I'm having a great time in my life right now, partying, making new friends, going out and doing stuff I've always wanted to do.
I was pretty introverted for the last few years, I wouldn't talk to anyone without a pc to block the personal part of it, no one aside from a few close friends.
Yet I felt like I was in control, I had a grip on my life because I shut the world out it was easier to maintain that control.
Now I feel like I am mired in chaos again, and I don't like it. I am tempted to just close the door again, to hide from the chaos until I regain control again because my choices in the face of fun couldn't be more idiotic at times.
I know if I don't stop swimming out there something really bad could happen, my financial choices recently have all been geared towards fun times, and I have to say I have shirked some major responsiblities in favour of the fun aspect, there is always a price in the end.

[Record excerpts]
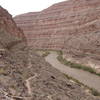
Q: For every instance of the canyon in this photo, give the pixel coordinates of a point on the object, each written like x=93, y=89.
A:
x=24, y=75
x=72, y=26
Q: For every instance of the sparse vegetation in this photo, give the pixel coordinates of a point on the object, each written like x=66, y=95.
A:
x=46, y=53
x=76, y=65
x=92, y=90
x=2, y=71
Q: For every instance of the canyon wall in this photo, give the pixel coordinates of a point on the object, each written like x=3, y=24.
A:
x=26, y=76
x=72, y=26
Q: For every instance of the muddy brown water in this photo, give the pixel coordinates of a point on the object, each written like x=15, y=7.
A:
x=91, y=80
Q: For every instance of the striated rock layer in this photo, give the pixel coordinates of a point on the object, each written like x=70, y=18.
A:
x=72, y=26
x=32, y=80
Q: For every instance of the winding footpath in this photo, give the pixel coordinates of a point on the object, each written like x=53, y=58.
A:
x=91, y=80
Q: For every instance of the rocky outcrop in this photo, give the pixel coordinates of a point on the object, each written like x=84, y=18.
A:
---
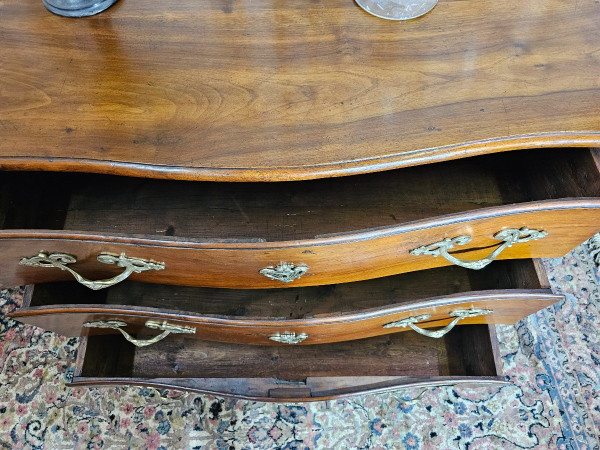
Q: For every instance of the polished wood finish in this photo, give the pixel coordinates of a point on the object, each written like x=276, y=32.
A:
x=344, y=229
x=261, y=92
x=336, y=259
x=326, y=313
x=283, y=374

[Stated exercise A] Translate this sentence from the personal reflection on control and fun into Spanish: "I'm having a great time in my life right now, partying, making new friends, going out and doing stuff I've always wanted to do."
[Stated exercise B] According to the personal reflection on control and fun, what have the writer's recent financial choices been geared towards?
[Stated exercise C] Resume the personal reflection on control and fun, starting right after its final sentence.

[Expected output A] Me lo estoy pasando genial en mi vida ahora mismo, yendo de fiesta, haciendo nuevos amigos, saliendo y haciendo cosas que siempre he querido hacer.

[Expected output B] Fun times.

[Expected output C]
It goes like this:
"Berbs, fancy going notting hill carnival, we can hit the clubs saturday and sunday night, and get wasted through the day partying on the streets through sunday and monday"
me = *well I have saved up this money for a new vacuum cleaner, but you know what, screw that, let me go blow this wad of cash in 2 days flat, because that sounds like fun*
My isfj friend paces the fun she has, once in a blue moon she will consider her proper duties done, and maturely set aside some "fun money" .
The sensible, and yet boring way to do things, since she rarely goes out and that doesn't look like fun to me anymore.
Anybody else find that they only do chaotic fun, and not sensible fun?
I'm drowning here.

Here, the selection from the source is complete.